== MATERIAL TO PROCESS ==
================================
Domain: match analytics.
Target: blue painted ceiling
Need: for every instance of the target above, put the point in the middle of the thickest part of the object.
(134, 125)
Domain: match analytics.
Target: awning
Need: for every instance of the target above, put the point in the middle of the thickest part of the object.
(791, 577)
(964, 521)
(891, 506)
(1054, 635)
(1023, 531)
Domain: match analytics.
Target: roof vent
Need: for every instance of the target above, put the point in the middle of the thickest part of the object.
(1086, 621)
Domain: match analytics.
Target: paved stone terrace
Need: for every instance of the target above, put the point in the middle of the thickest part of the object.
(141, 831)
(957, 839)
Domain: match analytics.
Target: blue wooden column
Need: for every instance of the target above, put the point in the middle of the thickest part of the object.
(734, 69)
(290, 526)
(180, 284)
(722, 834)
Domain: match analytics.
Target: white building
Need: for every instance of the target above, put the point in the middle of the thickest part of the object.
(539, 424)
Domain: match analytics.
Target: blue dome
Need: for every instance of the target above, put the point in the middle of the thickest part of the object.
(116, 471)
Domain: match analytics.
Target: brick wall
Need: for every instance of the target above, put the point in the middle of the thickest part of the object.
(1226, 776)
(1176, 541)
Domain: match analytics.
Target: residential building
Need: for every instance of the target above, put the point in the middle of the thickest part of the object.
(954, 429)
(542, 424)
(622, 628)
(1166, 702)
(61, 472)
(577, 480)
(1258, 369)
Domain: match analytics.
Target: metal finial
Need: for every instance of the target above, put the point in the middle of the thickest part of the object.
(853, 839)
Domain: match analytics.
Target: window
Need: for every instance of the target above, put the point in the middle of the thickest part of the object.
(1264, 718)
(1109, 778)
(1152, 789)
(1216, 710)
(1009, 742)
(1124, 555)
================================
== WRITTEN PROBLEM ==
Rewrite all the records above with "thickest part" changed to "widest part" wherever it occurs, keeping everything else the same.

== SOLUTION FOR THIS EXERCISE ==
Domain: match analytics.
Target: blue painted ceiling
Need: for every instance of the target above, put the point in the middle of the widest part of the object.
(134, 125)
Domain: match analytics.
Target: awning
Need: for every instance of the target above, put the point in the middle of the widest part of the object.
(791, 577)
(964, 521)
(891, 506)
(1054, 635)
(1023, 531)
Domain: match analytics.
Target: roof vent
Need: for every instance of the target above, put the point in the middle of the widest part of the object.
(1086, 621)
Domain: match analytics.
Target: paved stone terrace
Need: for every instance of the target above, put the point in the middle of the widest part of the object.
(141, 831)
(957, 839)
Domain: match analytics.
Target: blue wooden column
Need: for every instance of the target above, put the point in the middle of the widest part of the object.
(734, 69)
(290, 526)
(180, 284)
(722, 834)
Domain: match analytics.
Target: white building
Need: for every instance of the target above, put the point in the middle of the widest part of the object.
(539, 424)
Domain: match analytics.
Target: blue dome
Need: for every instance of the target above, put the point in the middle of the widest part of the object.
(116, 471)
Domain: match analytics.
Target: brick wall
Need: for every instance of the target above, put the point in the middle of the widest part of the object.
(1226, 776)
(1176, 541)
Domain: match analytics.
Target: residential building
Need: for every instance of the target above, put the point in the middle of the widest part of the object.
(954, 429)
(542, 424)
(622, 628)
(1166, 702)
(61, 472)
(577, 480)
(1258, 369)
Domain: match analytics.
Target: metal finial
Need: for every instance of the target above, put the point in the middle of the widest part of the object.
(853, 839)
Domain: match analytics.
Target: window
Need: for every instance of the target above, put the point in the middle of the widest part of the object.
(1264, 718)
(1109, 778)
(1152, 789)
(1216, 710)
(1009, 742)
(1124, 555)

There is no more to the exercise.